Problem details: Your answer must hold only the lines below from the line containing "Target: white edge line" through the line containing "Target: double yellow center line", each reproduced exactly.

Extracted material:
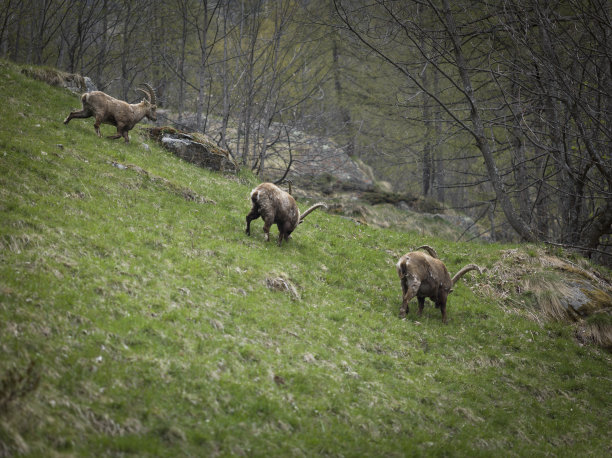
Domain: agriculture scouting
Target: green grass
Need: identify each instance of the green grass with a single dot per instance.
(152, 332)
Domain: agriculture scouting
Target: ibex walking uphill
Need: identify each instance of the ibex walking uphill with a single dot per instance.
(276, 206)
(109, 110)
(424, 275)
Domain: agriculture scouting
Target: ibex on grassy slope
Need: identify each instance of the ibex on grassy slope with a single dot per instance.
(108, 110)
(423, 275)
(276, 206)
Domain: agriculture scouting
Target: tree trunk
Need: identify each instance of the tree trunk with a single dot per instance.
(478, 133)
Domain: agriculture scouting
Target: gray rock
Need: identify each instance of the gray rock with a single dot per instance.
(198, 153)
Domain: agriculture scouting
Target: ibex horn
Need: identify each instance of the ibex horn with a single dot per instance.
(145, 93)
(151, 91)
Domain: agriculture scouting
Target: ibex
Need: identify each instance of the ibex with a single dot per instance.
(109, 110)
(276, 206)
(423, 275)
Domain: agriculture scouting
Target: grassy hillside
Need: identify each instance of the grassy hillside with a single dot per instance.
(137, 317)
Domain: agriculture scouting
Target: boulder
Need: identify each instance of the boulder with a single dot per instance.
(196, 150)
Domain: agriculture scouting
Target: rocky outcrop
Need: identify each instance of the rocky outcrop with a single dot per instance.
(194, 148)
(71, 81)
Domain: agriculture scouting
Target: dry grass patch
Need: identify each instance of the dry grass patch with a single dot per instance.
(545, 287)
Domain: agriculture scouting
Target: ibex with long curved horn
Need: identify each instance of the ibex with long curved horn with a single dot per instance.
(108, 110)
(424, 275)
(276, 206)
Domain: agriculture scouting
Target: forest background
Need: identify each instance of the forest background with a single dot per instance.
(501, 110)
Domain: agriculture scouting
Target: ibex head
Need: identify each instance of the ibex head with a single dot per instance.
(149, 101)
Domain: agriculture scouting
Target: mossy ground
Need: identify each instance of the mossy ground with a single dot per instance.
(152, 330)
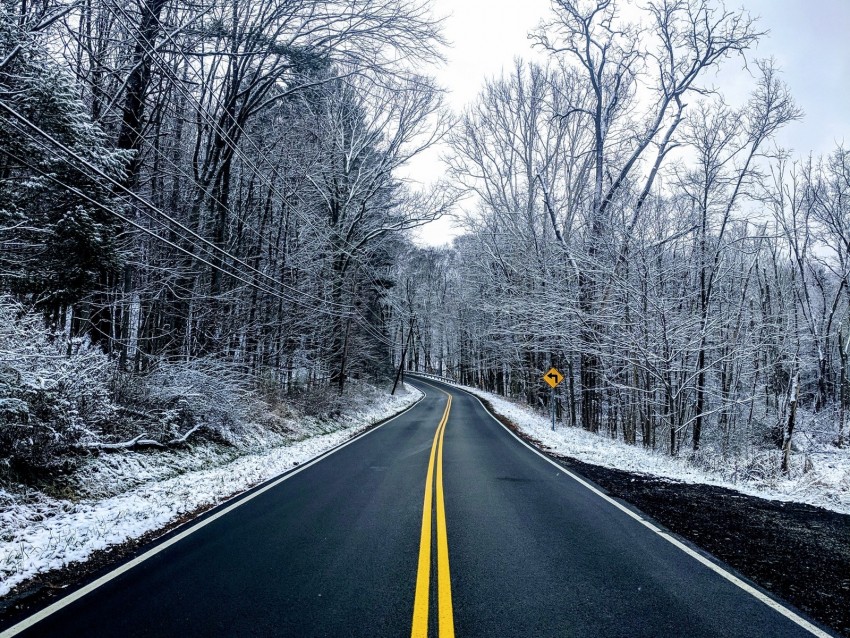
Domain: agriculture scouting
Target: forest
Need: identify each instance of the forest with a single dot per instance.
(213, 195)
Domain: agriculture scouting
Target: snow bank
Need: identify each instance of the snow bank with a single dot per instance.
(826, 484)
(40, 533)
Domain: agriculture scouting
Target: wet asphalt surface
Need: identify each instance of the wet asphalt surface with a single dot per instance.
(332, 551)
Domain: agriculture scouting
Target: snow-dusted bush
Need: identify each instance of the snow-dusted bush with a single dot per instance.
(52, 397)
(205, 396)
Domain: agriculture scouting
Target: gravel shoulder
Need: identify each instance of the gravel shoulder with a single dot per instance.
(799, 552)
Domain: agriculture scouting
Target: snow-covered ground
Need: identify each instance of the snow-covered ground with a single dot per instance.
(40, 533)
(826, 484)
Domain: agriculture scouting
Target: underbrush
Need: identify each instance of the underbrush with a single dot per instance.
(67, 413)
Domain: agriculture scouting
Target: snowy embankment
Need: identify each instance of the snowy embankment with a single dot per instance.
(826, 484)
(40, 533)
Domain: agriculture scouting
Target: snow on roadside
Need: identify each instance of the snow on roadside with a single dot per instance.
(826, 485)
(44, 533)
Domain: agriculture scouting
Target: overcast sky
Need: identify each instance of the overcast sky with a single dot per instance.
(810, 40)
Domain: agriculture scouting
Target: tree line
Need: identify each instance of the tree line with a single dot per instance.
(630, 227)
(216, 179)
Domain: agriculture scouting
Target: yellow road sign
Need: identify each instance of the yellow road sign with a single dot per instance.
(553, 377)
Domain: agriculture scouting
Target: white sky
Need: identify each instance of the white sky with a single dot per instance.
(810, 40)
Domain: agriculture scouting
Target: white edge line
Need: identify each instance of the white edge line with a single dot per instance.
(241, 499)
(767, 600)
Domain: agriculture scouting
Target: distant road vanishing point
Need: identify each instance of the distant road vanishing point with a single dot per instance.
(438, 523)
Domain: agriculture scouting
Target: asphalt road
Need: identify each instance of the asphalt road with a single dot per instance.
(500, 543)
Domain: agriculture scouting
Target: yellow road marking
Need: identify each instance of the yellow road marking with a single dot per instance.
(423, 572)
(444, 585)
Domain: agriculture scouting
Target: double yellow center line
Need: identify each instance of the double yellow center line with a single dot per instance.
(423, 574)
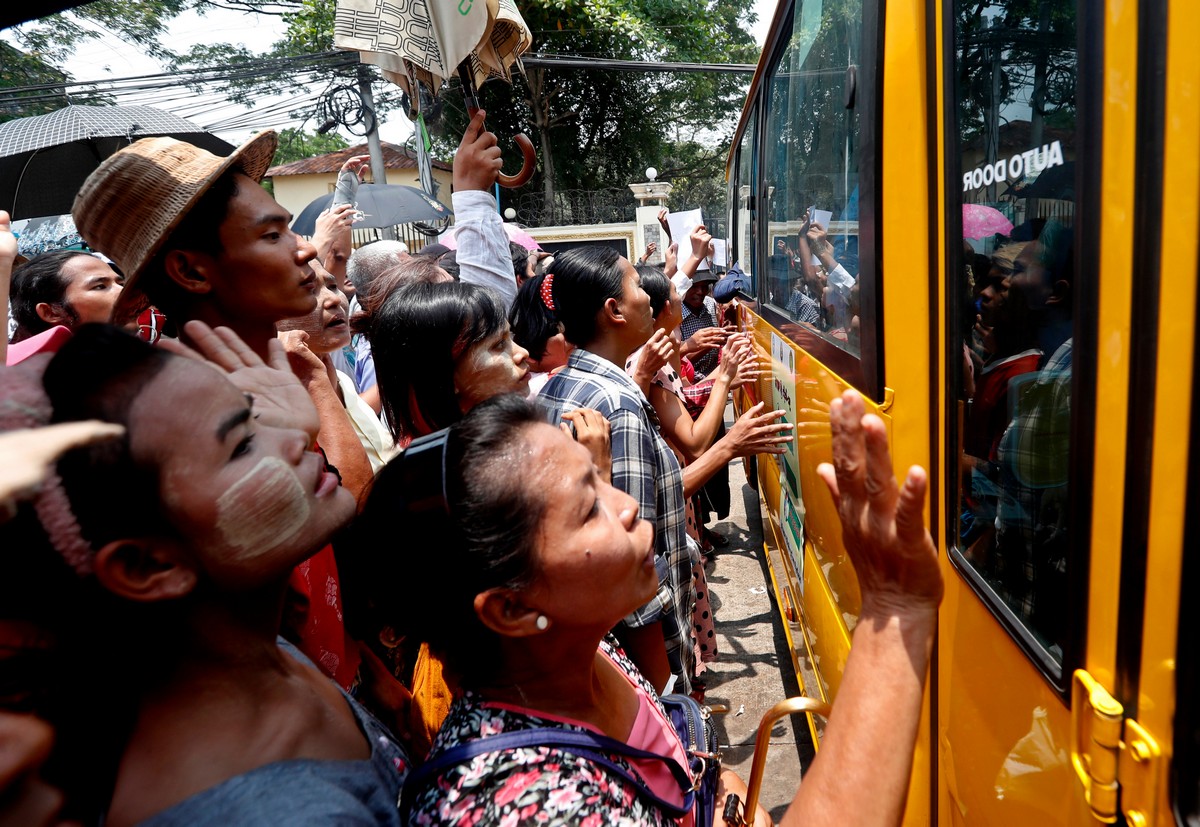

Solved exercise:
Target: white edge line
Need: identify each instance of the white edge line with a single dot per instance.
(241, 499)
(767, 600)
Domain: agriculture scouting
Target: distant road vanishing point
Need: identify each instance of the distant road vanishing point with a single dot per instance.
(438, 523)
Domain: agriculture scouting
Target: asphalt road
Need: identify each instance of the asphalt road with a single dot per instance.
(500, 543)
Domain: agriculture scouting
Target: yellow road marking
Need: identify each instance of the yellow road marking with a single dot per instance.
(423, 572)
(444, 585)
Domain: agriculture scouting
Target: double yellow center line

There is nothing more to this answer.